Could you reproduce, word for word, everything below from the line containing "Can you find the tree line?" down to the line containing "Can you find the rear bumper?", with both of those lines included and no others?

# Task input
^^^^^^^^^^^^^^^^

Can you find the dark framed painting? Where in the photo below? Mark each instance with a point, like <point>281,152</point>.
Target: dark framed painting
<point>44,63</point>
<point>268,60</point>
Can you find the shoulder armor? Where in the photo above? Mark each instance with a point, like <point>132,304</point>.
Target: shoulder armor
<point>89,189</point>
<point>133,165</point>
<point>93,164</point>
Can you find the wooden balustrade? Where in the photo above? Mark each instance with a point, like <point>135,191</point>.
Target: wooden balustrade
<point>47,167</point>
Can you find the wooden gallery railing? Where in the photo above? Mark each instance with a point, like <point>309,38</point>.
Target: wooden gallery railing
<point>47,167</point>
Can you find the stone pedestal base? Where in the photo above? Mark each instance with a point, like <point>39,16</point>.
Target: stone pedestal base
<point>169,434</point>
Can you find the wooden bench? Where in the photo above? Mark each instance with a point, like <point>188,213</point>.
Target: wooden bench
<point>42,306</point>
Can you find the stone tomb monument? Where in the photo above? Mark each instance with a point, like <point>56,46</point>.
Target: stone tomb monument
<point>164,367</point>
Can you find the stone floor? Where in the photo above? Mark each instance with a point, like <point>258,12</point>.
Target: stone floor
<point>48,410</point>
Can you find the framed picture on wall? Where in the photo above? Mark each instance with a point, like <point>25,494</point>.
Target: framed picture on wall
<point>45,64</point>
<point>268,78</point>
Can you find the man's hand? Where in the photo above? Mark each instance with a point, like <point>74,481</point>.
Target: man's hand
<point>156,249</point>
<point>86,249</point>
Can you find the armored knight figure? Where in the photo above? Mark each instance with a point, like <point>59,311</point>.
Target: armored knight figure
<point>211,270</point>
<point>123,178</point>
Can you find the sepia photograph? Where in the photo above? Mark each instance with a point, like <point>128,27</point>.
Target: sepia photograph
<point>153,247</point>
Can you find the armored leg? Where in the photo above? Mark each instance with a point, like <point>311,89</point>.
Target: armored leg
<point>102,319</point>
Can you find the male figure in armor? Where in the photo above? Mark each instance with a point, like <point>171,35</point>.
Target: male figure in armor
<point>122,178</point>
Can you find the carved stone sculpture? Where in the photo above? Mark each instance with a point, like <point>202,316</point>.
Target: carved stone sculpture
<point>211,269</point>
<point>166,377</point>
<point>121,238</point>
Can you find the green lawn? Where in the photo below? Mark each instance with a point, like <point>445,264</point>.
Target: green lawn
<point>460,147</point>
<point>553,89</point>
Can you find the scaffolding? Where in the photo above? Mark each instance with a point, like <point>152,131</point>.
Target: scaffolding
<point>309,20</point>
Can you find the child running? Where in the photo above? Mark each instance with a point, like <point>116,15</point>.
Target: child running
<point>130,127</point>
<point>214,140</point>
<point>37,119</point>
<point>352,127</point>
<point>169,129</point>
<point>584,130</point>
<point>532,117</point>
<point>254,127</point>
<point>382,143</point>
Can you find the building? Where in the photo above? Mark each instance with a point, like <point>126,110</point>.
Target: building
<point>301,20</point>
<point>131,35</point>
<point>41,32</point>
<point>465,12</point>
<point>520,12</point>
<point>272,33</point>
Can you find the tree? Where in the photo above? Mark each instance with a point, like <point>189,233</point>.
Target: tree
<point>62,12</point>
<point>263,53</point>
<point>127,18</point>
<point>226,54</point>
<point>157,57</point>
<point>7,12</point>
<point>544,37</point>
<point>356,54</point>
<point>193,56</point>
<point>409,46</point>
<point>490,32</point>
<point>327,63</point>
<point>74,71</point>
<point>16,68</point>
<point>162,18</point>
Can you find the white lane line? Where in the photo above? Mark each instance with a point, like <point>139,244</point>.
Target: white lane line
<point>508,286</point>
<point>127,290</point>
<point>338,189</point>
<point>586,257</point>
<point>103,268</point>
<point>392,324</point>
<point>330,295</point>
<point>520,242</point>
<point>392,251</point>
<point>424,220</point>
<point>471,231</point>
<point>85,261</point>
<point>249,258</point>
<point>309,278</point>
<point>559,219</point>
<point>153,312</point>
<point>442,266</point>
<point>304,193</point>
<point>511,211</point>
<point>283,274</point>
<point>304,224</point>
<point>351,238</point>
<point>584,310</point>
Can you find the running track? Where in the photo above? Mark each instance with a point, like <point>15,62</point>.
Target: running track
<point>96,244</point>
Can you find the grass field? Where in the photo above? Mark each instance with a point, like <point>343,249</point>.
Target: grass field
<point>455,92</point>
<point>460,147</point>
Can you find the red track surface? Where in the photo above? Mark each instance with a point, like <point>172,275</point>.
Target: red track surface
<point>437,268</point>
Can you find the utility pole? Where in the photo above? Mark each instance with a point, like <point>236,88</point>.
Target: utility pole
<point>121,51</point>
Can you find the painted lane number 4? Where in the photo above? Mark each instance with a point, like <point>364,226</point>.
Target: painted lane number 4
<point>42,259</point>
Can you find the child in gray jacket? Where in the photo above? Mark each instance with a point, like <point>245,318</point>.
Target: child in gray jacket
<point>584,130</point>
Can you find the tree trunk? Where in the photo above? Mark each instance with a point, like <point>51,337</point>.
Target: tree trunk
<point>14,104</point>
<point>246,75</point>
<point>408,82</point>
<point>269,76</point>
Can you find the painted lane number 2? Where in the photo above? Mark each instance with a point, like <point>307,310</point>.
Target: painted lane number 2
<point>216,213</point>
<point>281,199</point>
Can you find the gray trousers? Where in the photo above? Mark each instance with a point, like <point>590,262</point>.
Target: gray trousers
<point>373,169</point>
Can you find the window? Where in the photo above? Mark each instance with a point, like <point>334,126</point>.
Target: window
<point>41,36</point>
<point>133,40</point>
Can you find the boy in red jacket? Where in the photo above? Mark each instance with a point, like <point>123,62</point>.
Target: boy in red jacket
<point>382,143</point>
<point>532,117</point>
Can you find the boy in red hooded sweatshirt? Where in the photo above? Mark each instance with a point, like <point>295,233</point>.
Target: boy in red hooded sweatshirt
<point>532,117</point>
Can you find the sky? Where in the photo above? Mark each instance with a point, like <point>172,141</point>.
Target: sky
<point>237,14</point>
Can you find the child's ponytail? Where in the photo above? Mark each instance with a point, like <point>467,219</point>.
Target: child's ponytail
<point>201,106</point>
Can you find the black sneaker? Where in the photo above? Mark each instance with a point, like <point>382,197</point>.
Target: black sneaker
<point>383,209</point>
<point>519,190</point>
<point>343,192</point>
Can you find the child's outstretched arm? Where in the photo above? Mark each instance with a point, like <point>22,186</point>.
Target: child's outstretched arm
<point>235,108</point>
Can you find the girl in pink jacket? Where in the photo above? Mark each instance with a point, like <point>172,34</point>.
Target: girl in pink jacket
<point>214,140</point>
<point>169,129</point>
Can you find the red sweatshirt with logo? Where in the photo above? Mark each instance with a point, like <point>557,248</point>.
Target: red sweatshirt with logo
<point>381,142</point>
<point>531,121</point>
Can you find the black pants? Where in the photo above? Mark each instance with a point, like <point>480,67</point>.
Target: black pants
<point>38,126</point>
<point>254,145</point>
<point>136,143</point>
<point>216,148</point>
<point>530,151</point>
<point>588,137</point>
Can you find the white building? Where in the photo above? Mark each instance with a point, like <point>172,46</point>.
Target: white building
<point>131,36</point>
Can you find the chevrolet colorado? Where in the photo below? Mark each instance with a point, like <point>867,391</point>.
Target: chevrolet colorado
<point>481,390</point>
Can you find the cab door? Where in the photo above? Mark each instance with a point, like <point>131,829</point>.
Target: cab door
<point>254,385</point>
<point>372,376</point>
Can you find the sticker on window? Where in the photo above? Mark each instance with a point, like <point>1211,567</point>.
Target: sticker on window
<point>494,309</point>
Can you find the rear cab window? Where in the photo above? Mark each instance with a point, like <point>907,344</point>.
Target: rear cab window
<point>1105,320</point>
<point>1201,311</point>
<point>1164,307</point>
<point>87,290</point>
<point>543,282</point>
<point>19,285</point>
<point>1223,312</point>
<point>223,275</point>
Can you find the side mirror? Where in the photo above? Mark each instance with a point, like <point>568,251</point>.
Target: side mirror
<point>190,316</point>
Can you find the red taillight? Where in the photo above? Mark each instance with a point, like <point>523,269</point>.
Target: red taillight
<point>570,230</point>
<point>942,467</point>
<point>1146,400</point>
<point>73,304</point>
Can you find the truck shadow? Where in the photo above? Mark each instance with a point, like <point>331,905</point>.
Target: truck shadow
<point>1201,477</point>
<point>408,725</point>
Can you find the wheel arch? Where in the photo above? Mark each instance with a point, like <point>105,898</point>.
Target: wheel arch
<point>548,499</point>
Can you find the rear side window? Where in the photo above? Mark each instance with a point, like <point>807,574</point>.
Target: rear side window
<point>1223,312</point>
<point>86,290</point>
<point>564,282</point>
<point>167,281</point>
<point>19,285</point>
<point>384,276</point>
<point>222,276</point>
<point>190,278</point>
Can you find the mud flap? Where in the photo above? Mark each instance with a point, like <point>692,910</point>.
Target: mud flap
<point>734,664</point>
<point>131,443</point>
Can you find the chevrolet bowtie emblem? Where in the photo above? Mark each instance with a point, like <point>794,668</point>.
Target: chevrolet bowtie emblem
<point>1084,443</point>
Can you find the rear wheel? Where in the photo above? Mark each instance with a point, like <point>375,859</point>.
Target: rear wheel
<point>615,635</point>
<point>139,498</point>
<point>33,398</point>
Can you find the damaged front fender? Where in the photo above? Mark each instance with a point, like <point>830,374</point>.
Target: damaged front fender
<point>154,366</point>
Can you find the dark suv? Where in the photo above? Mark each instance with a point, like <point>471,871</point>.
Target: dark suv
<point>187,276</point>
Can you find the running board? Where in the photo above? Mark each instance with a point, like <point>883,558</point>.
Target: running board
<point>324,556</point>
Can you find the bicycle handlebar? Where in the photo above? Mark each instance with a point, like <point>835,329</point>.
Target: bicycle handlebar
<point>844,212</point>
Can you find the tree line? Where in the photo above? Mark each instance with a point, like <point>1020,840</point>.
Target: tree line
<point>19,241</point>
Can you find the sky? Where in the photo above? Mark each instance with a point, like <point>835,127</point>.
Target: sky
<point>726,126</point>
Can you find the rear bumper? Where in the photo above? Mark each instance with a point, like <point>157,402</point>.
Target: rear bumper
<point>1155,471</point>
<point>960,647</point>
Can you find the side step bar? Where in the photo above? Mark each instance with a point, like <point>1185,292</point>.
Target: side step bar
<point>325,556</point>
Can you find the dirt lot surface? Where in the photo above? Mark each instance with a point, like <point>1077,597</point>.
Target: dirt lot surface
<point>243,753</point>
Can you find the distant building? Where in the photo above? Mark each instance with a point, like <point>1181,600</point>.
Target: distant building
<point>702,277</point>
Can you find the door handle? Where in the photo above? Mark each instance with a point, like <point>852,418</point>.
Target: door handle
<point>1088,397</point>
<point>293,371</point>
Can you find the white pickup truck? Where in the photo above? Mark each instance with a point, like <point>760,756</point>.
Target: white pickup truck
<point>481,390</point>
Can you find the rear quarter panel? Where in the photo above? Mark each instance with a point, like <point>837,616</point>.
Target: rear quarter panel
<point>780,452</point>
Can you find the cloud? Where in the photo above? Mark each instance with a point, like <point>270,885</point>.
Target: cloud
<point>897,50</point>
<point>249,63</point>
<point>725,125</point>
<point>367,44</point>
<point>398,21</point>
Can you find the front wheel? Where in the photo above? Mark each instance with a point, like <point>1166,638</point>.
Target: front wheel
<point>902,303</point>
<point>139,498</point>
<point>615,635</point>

^^^^^^^^^^^^^^^^

# Exercise answer
Can you find the tree line? Where in the photo above? Mark each instance with a point, like <point>1020,840</point>.
Target: tree line
<point>19,241</point>
Can you find the sky? Where in the photo above? Mark each instance with a point, like <point>835,127</point>.
Target: sky
<point>726,126</point>
Can you find the rear bumper? Where in the photo above? Mark each instance with a point, like <point>157,402</point>.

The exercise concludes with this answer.